* [Text segment]:
------
Theodor Reichmann (15 March 1849 – 22 May 1903) was a German operatic baritone.

Life 
Born in Rostock, the son of a lawyer, Albert Reichmann began a commercial apprenticeship in Berlin at his parents' request, but soon devoted himself exclusively to his musical education. He took singing lessons with Johann Elssler, Eduard Mantius and Johann Reß. Reichmann made his debut at the Stadttheater Magdeburg as Ottokar in Carl Maria von Weber's Freischütz in 1869. After that, he had engagements in Rotterdam, Cologne and Strasbourg. From 1872 to 1875, he was at the Hamburgische Staatsoper, then at the National Theatre Munich until 1883.

In 1881 Reichmann made his debut at the Wiener Hofoper, whose ensemble he was a member of from 1883 to 1889 and from 1893 to 1903. From 1889 to 1891, he was engaged at the Krolloper and the Metropolitan Opera. From 1882 to 1902, he had regular appearances at the Bayreuth Festival. At the Bayreuth premiere cast of Parsifal in 1882 he sang the part of Amfortas.

In 1888 Reichmann was appointed Kammersänger. He was awarded the Order of Franz Joseph among others. In Vienna, the Reichmanngasse is named after him.

Reichmann died in  at the age of 54.
------
* [Data for processing]:
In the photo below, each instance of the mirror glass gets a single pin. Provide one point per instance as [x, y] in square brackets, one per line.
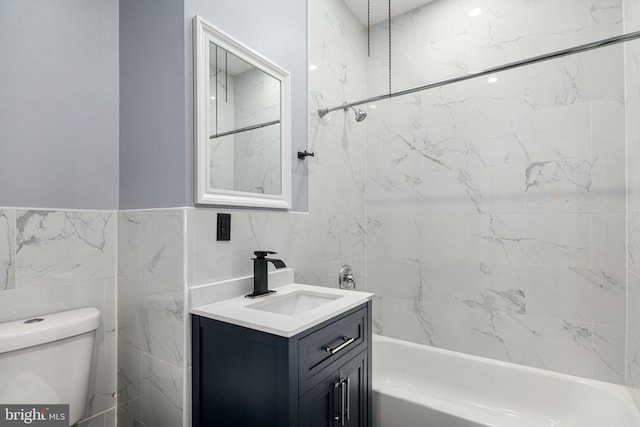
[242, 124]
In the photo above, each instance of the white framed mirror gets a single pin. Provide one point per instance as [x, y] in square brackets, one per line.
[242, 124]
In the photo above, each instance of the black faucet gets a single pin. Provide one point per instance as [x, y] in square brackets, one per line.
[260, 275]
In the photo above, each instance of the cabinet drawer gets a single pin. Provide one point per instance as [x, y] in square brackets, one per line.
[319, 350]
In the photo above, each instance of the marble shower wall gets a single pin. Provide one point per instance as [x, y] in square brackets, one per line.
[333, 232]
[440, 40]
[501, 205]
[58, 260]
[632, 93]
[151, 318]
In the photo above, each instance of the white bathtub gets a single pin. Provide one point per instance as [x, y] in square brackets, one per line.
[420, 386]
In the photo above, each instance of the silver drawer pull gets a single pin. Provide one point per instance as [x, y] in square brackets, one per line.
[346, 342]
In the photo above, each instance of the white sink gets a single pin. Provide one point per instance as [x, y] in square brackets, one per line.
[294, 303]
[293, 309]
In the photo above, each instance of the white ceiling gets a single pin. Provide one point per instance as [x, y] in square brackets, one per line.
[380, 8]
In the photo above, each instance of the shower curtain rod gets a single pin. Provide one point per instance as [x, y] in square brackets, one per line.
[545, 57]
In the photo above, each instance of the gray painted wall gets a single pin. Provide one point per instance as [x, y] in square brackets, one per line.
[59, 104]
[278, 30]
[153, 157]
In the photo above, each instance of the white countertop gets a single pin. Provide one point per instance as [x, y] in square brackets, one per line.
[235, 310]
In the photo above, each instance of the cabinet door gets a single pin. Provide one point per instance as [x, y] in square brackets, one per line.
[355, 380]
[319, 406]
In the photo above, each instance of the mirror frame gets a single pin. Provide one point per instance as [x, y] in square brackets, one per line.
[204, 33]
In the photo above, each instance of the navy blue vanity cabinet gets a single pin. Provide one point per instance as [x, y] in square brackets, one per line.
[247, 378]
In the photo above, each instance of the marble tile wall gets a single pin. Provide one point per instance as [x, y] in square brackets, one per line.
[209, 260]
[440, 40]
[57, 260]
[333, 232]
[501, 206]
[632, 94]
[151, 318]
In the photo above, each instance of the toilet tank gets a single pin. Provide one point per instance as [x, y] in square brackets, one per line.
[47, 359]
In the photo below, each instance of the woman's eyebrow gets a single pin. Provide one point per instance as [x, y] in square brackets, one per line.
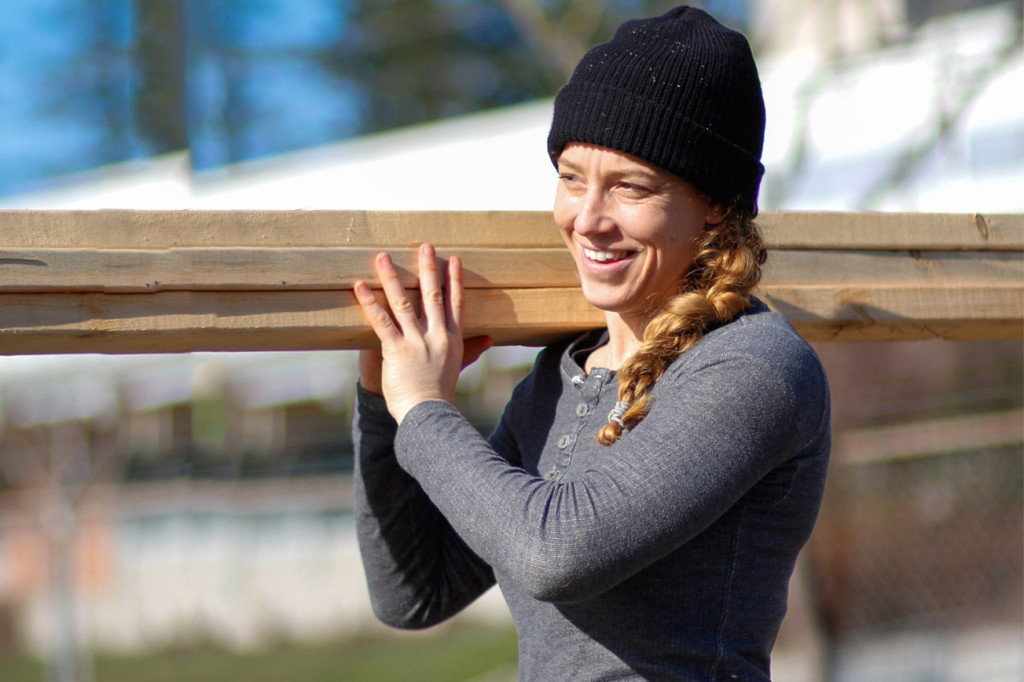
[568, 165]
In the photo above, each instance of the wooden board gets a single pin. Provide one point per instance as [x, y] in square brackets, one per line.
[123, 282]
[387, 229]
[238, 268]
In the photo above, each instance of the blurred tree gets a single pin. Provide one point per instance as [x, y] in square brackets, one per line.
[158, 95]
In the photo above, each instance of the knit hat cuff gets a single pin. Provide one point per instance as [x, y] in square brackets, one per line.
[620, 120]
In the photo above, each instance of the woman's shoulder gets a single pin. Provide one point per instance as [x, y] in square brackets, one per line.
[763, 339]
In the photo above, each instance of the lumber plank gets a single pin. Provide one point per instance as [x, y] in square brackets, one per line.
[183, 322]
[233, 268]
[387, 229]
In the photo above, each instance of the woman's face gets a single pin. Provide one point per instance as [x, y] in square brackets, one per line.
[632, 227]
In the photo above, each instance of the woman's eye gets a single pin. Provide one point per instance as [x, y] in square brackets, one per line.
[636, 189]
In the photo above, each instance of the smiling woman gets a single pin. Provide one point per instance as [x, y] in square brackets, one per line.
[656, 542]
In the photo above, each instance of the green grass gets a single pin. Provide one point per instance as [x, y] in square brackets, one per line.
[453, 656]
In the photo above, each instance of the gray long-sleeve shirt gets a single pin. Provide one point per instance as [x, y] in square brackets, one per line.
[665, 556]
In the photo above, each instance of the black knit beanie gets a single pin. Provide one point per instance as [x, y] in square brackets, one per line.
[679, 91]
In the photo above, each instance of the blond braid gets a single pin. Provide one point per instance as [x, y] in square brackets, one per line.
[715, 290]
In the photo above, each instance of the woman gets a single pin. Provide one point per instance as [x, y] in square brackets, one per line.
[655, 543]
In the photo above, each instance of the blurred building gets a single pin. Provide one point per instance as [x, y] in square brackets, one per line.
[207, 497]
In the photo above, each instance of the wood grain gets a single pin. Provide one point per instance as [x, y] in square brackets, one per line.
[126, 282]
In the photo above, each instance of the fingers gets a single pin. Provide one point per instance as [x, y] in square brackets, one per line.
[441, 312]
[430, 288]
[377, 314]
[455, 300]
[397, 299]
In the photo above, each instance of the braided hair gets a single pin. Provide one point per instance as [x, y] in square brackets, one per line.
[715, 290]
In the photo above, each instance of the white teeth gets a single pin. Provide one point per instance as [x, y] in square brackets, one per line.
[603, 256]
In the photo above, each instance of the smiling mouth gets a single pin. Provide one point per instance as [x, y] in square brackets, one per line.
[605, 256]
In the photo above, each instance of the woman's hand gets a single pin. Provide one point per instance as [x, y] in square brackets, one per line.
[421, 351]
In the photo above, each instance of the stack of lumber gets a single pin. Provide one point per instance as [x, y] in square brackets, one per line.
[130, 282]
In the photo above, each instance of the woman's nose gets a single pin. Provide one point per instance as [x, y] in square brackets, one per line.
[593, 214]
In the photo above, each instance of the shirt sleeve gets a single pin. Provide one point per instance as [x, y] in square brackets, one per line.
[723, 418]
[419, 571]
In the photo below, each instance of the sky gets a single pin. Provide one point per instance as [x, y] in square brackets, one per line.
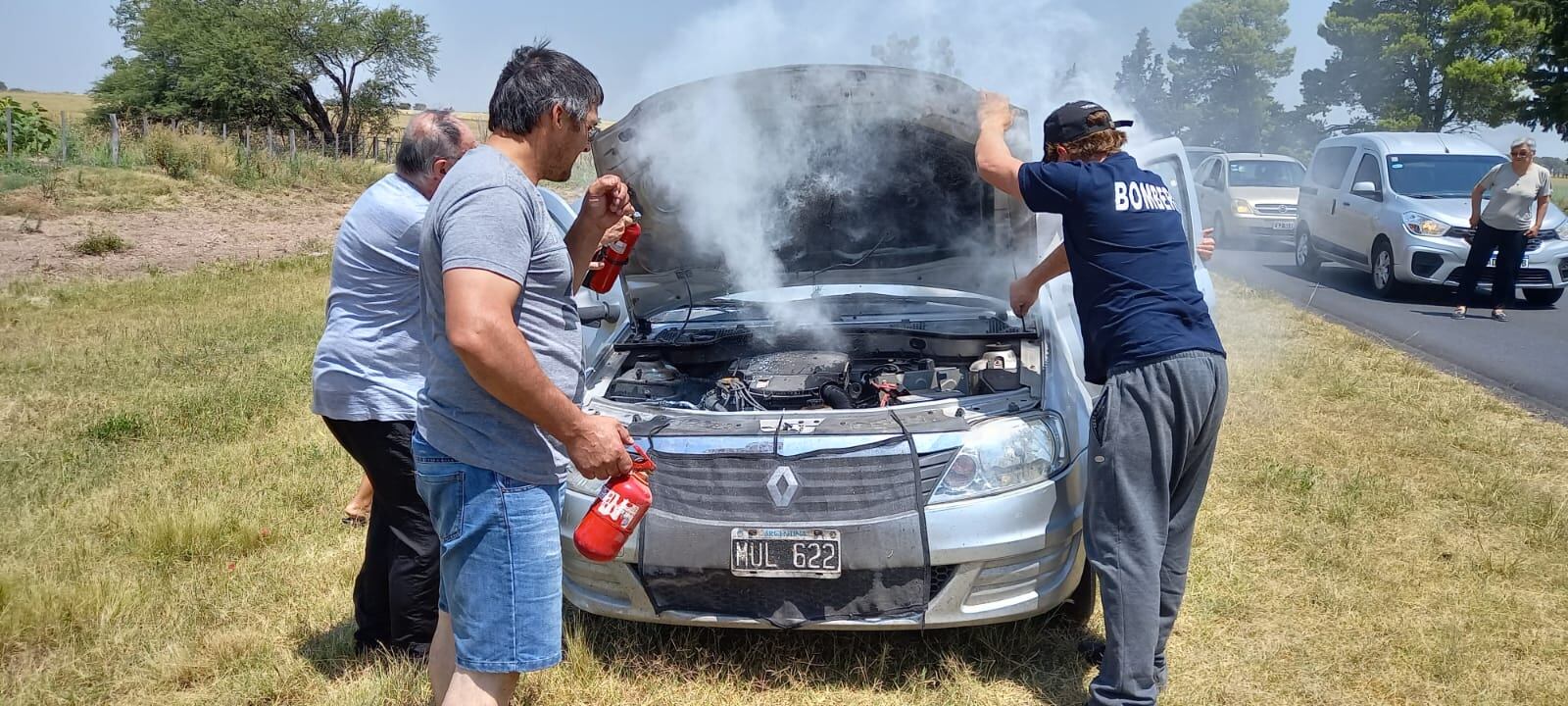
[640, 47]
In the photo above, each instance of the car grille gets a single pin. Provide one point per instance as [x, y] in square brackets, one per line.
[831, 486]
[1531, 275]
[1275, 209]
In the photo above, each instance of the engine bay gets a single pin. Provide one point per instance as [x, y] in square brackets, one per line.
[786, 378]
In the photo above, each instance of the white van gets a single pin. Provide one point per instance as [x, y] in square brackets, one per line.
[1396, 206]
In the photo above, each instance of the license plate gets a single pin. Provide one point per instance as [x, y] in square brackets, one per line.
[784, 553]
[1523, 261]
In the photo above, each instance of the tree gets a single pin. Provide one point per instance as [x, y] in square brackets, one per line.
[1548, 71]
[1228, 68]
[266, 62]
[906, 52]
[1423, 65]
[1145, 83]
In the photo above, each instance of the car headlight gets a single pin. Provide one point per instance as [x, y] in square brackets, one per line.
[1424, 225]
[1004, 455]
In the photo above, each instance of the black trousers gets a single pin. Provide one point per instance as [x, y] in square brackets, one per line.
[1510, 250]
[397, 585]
------
* [Actions to take]:
A - Reproduce the entire text above on Theodor Reichmann without any changes.
B - Write out the part of the entries that opens with the line containing "In the photo above, each instance of the black trousers" and runs through the last of the entries, both ends included, and nothing else.

* [The results]:
A -
Theodor Reichmann (15 March 1849 – 22 May 1903) was a German operatic baritone.

Life 
Born in Rostock, the son of a lawyer, Albert Reichmann began a commercial apprenticeship in Berlin at his parents' request, but soon devoted himself exclusively to his musical education. He took singing lessons with Johann Elssler, Eduard Mantius and Johann Reß. Reichmann made his debut at the Stadttheater Magdeburg as Ottokar in Carl Maria von Weber's Freischütz in 1869. After that, he had engagements in Rotterdam, Cologne and Strasbourg. From 1872 to 1875, he was at the Hamburgische Staatsoper, then at the National Theatre Munich until 1883.

In 1881 Reichmann made his debut at the Wiener Hofoper, whose ensemble he was a member of from 1883 to 1889 and from 1893 to 1903. From 1889 to 1891, he was engaged at the Krolloper and the Metropolitan Opera. From 1882 to 1902, he had regular appearances at the Bayreuth Festival. At the Bayreuth premiere cast of Parsifal in 1882 he sang the part of Amfortas.

In 1888 Reichmann was appointed Kammersänger. He was awarded the Order of Franz Joseph among others. In Vienna, the Reichmanngasse is named after him.

Reichmann died in  at the age of 54.

B -
In the photo above, each instance of the black trousers gets a single pin. Provide one point per instance as [x, y] in square brackets, one per line.
[1510, 250]
[397, 585]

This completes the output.